**Required action:** Each entry in the listing must be set down again word for word.

- Opening Delimiter -

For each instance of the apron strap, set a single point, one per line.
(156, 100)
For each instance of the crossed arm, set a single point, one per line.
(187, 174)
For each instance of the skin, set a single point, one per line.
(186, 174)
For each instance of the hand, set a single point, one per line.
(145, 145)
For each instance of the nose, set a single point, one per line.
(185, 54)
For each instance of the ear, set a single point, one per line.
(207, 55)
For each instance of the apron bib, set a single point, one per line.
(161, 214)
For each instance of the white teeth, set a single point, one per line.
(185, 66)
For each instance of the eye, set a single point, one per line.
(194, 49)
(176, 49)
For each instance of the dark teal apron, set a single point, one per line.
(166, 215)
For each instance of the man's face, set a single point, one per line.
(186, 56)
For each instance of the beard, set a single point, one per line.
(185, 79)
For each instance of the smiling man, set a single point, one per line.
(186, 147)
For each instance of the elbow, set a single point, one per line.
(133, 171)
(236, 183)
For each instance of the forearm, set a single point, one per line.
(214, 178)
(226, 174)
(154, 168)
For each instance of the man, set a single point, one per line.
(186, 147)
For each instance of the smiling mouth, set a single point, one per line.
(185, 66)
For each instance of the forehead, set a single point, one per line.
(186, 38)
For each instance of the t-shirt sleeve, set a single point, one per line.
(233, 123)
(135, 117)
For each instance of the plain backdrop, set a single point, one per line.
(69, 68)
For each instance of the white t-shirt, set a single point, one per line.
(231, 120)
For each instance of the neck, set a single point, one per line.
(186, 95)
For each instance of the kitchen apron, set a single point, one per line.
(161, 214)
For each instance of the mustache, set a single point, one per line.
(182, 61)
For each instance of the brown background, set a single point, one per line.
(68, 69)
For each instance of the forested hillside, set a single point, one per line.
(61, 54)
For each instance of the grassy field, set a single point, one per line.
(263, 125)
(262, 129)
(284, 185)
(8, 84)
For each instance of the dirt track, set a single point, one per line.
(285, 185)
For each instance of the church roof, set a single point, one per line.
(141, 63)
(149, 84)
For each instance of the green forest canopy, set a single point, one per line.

- Closing Delimiter -

**Task response:**
For each instance of the apron strap, set a single point, one per line.
(156, 100)
For each instance of the crossed arm, set a single point, one per line.
(187, 174)
For each instance of the skin, set a single point, one per line.
(186, 174)
For each instance of the hand, set a single point, one per line.
(145, 145)
For each instance of the nose, set a single point, one per line.
(185, 54)
For each instance of the ear, set a single point, one per line.
(207, 55)
For each instance of the apron bib, set a single point, one per line.
(161, 214)
For each instance of the white teeth, set a single point, one per line.
(185, 66)
For each instance of the eye, set a single point, one per line.
(194, 49)
(176, 49)
For each instance of the dark teal apron, set a single point, one per line.
(166, 215)
For each instance of the man's face, set a single point, one per line.
(186, 56)
For each instance of the beard, set a single point, one per line.
(185, 79)
For each instance of the smiling man, set a single point, one per line.
(186, 147)
For each instance of the elbow, set a single point, one per line.
(133, 171)
(236, 183)
For each instance of the forearm, set a single point, one per line.
(214, 178)
(226, 174)
(154, 168)
For each instance of the man, set a single point, one per line.
(186, 147)
For each instance of the smiling mouth, set a single point, one per line.
(185, 66)
For each instance of the forehead, set a single point, one per line.
(186, 38)
For each instance of the t-shirt sleeve, set a single point, one per line.
(233, 123)
(135, 117)
For each instance of the plain backdrop, set a single point, one per line.
(69, 68)
For each instance of the white t-shirt, set a single point, one per line.
(231, 120)
For each instance of the neck, set a single point, one per line.
(186, 95)
For each instance of the kitchen apron, set a single point, one per line.
(161, 214)
For each instance of the mustache, set a single point, one per line.
(182, 61)
For each instance of the brown background, set a single point, one per line.
(68, 69)
For each instance of the forested hillside, set a single point, one per line.
(61, 54)
For each instance of the grassy field, set a single point, one per line.
(263, 125)
(262, 129)
(284, 185)
(8, 84)
For each instance of the dirt track, set a single point, one per line.
(285, 185)
For each instance of the church roof, set a single point, one per line.
(141, 63)
(149, 84)
For each instance of the green forest canopy, set a single point, one per line.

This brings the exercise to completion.